Exercise passage:
Fisher’s writing was notable for its breadth of cultural subjects, wedding theory with excoriating critique of popular culture: the German idealist philosopher Hegel would be invoked in the same text as the Disney Pixar movie WALL-E and Damien Hirst (whom Fisher referred to as “a house artist to the 1%”).
Electro-libidinal parasites
Even more fitting is the event’s move online. Fisher began his career writing about late-1990s internet culture and was enthralled by the possibilities of cyberspace. Although wary of the pervasive hyper-stimulation of modern digital life (Fisher called iPhones “electro-libidinal parasites”), he often made the distinction between social media and data-grabbing search engines, and the unindexed, unmonitored expanse of the cyber realm. Accordingly, the visuals and captions unifying the five sections, designed by the filmmaker and artist Sweatmother, are “influenced by early internet aesthetics and 1990s cyberpunk, merged with reworked empty promises of advertisements”, Sweatmother says.
Fisher is best known for his 2009 bestselling book Capitalist Realism, based on the idea that in the early 21st century it was easier to imagine the end of the world than the end of capitalism.

Dataset records:
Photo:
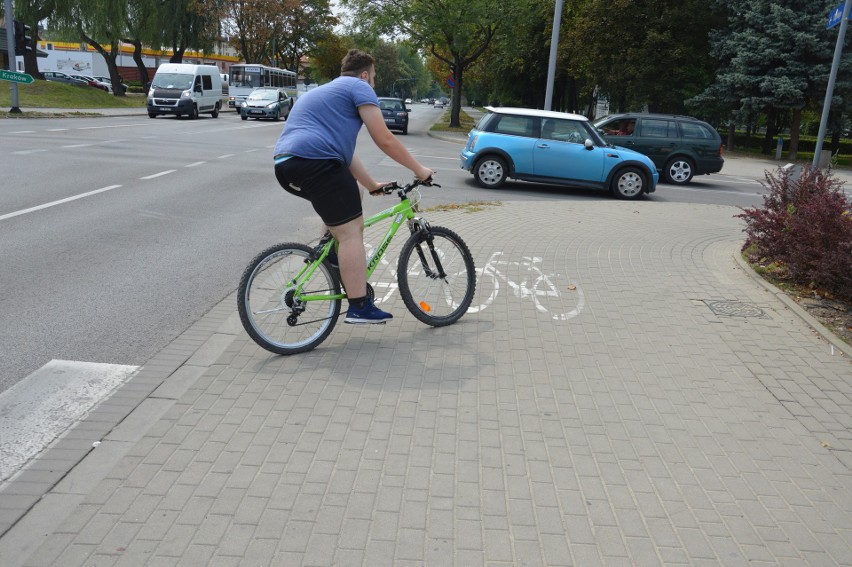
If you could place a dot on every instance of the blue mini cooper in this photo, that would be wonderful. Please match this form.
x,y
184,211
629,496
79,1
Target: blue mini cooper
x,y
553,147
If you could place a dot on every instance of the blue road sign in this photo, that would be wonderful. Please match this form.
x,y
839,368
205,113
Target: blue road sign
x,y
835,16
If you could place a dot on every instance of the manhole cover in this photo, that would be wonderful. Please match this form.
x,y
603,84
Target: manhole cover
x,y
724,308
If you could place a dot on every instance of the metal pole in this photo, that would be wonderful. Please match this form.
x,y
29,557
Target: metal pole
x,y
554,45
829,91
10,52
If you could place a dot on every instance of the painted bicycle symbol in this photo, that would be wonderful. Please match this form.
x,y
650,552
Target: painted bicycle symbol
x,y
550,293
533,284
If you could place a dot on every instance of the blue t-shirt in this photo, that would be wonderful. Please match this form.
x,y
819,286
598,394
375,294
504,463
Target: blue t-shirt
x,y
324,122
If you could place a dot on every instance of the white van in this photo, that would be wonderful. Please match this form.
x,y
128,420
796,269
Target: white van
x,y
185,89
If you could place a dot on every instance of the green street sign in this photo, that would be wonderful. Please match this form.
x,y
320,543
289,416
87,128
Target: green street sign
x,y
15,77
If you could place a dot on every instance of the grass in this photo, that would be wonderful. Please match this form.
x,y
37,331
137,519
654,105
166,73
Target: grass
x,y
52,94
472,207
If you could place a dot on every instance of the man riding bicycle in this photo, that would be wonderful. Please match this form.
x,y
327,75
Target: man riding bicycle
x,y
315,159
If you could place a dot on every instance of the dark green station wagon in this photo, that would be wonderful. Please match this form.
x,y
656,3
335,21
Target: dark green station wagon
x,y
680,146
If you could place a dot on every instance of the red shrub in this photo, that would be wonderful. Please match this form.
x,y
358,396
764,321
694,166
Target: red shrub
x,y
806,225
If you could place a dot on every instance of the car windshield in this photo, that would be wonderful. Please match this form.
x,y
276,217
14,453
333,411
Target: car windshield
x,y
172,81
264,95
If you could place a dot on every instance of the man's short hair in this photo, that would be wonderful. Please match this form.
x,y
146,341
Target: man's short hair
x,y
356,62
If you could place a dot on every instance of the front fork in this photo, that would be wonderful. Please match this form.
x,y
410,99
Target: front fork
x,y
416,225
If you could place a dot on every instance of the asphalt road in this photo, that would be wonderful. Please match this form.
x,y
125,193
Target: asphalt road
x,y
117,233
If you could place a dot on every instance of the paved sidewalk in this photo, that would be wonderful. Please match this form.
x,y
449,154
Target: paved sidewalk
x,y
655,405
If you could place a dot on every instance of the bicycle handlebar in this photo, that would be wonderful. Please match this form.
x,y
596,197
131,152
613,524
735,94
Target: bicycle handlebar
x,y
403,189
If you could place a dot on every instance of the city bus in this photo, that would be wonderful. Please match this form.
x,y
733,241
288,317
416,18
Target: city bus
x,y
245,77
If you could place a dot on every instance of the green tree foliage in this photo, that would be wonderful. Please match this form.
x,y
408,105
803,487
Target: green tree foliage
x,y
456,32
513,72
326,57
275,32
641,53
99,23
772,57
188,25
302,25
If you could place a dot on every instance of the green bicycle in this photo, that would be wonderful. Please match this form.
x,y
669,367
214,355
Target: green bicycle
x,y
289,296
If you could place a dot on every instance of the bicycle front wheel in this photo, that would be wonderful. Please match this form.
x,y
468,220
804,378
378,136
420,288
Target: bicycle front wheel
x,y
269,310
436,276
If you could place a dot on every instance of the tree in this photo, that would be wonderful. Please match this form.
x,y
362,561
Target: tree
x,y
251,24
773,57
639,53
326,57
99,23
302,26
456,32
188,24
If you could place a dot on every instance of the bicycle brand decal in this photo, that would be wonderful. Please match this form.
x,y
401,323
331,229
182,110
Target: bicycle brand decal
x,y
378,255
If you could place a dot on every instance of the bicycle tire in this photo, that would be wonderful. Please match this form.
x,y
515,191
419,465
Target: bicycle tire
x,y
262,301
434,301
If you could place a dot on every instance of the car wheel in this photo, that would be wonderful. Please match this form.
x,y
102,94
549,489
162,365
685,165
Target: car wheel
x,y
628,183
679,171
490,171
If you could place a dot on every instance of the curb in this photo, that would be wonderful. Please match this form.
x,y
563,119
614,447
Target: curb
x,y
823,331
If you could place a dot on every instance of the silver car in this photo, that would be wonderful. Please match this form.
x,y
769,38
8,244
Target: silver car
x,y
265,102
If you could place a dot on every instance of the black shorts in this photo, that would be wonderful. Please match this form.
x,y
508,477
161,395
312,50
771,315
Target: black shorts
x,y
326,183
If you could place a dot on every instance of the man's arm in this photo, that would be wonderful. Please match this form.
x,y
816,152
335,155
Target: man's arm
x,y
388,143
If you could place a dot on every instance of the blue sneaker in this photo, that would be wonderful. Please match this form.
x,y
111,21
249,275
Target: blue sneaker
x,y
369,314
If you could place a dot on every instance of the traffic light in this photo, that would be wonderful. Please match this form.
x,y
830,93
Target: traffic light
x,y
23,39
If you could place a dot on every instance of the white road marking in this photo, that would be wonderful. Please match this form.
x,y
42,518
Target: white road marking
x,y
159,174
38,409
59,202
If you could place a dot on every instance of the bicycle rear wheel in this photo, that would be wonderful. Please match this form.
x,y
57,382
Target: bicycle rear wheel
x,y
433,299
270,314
--
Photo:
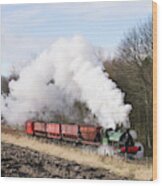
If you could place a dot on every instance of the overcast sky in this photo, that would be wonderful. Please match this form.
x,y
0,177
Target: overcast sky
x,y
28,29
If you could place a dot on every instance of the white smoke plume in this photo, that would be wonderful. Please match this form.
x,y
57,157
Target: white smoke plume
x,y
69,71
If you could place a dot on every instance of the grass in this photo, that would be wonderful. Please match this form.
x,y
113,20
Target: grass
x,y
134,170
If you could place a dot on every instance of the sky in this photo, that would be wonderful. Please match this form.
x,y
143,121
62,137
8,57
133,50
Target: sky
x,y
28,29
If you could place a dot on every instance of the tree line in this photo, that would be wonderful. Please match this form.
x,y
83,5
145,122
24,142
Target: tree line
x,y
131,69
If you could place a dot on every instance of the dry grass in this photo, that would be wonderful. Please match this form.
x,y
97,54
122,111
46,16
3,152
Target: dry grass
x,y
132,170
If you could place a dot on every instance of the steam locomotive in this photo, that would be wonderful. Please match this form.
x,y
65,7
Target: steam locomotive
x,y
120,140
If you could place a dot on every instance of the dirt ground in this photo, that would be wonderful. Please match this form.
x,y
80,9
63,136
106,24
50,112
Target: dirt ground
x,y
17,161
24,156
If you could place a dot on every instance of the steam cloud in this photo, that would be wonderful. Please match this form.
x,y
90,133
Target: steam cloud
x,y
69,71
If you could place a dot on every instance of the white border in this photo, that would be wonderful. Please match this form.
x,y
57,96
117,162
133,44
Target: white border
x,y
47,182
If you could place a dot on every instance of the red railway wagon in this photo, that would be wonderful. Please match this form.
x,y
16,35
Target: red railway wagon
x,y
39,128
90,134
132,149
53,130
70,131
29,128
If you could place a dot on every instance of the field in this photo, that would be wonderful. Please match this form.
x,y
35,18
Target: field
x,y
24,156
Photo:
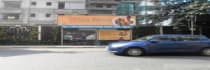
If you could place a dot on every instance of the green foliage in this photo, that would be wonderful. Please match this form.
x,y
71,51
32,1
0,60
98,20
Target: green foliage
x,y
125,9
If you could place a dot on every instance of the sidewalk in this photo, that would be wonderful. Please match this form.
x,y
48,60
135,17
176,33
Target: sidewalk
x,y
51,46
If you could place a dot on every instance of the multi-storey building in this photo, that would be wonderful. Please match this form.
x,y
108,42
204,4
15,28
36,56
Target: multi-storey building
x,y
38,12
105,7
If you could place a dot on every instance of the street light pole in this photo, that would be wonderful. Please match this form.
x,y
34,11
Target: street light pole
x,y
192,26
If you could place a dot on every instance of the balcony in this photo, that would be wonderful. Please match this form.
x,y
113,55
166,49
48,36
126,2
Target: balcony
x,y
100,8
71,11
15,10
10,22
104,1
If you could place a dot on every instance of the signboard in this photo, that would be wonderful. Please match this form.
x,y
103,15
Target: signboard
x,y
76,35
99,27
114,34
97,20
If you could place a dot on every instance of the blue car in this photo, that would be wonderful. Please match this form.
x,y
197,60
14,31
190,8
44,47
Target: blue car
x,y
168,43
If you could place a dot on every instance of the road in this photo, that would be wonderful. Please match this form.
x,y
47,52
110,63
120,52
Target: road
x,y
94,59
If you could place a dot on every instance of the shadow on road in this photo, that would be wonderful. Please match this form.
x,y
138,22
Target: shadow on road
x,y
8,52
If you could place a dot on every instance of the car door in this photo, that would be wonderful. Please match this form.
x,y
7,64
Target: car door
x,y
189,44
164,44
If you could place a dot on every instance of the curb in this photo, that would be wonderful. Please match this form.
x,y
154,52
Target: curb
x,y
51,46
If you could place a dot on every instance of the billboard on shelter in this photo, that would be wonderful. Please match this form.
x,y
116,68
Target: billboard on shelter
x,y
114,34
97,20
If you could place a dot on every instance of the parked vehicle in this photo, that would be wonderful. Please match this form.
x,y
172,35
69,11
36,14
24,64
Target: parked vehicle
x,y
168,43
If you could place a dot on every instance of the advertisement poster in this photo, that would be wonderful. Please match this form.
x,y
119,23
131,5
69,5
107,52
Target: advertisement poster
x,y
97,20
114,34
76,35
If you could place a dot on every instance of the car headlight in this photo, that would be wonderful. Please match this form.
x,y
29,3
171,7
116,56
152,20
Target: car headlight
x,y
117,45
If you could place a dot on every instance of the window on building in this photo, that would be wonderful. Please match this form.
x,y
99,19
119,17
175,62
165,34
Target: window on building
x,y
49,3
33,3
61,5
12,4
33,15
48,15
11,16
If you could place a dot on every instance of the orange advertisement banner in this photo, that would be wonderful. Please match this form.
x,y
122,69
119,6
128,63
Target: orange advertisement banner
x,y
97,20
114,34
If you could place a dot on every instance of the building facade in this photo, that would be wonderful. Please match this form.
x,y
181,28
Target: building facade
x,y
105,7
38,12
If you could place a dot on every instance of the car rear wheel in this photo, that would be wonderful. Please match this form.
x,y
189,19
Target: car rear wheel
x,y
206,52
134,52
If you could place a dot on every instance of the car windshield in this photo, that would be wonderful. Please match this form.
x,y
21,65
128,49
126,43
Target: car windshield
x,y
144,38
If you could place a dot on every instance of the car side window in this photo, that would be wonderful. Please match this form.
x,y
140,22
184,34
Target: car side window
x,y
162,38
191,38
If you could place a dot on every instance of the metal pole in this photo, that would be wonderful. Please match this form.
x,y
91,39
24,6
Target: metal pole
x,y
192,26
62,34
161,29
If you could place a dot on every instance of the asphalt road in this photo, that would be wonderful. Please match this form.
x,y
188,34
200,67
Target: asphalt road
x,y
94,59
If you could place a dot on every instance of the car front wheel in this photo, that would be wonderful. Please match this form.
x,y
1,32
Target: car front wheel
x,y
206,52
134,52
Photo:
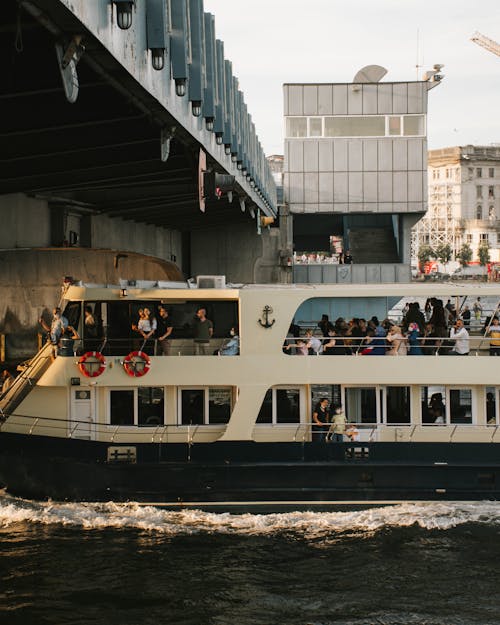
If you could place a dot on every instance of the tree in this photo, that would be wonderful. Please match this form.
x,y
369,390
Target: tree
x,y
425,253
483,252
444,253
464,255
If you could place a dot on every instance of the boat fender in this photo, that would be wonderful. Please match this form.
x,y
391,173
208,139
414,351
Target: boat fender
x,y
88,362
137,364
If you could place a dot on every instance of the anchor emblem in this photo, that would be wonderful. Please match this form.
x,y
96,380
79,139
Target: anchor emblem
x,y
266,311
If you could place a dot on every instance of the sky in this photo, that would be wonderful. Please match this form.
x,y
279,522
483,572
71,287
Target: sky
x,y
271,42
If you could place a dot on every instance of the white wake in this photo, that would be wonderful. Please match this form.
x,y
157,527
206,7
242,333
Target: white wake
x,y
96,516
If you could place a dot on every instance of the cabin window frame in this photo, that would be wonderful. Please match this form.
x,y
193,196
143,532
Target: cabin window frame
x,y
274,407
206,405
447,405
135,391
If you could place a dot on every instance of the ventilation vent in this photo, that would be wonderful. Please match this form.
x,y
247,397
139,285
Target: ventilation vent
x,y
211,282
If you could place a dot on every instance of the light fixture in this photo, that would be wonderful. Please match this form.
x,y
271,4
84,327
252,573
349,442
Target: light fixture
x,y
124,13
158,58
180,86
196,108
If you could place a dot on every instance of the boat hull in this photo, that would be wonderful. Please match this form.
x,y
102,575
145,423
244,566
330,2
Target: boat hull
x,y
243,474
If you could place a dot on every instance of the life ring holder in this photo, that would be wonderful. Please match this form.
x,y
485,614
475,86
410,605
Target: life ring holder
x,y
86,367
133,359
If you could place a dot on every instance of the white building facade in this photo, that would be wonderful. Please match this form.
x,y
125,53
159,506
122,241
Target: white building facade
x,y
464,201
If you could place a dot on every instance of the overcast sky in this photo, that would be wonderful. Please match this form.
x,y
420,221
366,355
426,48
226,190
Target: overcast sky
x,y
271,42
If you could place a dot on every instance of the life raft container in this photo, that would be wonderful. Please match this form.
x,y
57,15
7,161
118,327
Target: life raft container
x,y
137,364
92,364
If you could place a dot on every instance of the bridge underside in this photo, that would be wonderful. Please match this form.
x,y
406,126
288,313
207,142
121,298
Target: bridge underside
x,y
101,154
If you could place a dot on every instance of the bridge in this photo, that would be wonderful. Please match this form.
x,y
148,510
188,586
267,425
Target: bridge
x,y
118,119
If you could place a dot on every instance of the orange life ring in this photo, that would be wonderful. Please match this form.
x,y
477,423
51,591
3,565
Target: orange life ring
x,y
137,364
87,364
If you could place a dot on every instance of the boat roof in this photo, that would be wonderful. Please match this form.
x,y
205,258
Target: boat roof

What this task involves: State whether each statement agrees with the passage about Fisher, answering yes or no and quoting the deciding words of the passage: (a) Fisher called iPhones "electro-libidinal parasites." (b) Fisher began his career writing about early-2000s television. (c) The visuals and captions unifying the five sections were designed by Sweatmother. The lines given here are separate material with no connection to the passage about Fisher.

Solution:
(a) Yes: "Fisher called iPhones “electro-libidinal parasites”"
(b) No: "Fisher began his career writing about late-1990s internet culture"
(c) Yes: "the visuals and captions unifying the five sections, designed by the filmmaker and artist Sweatmother"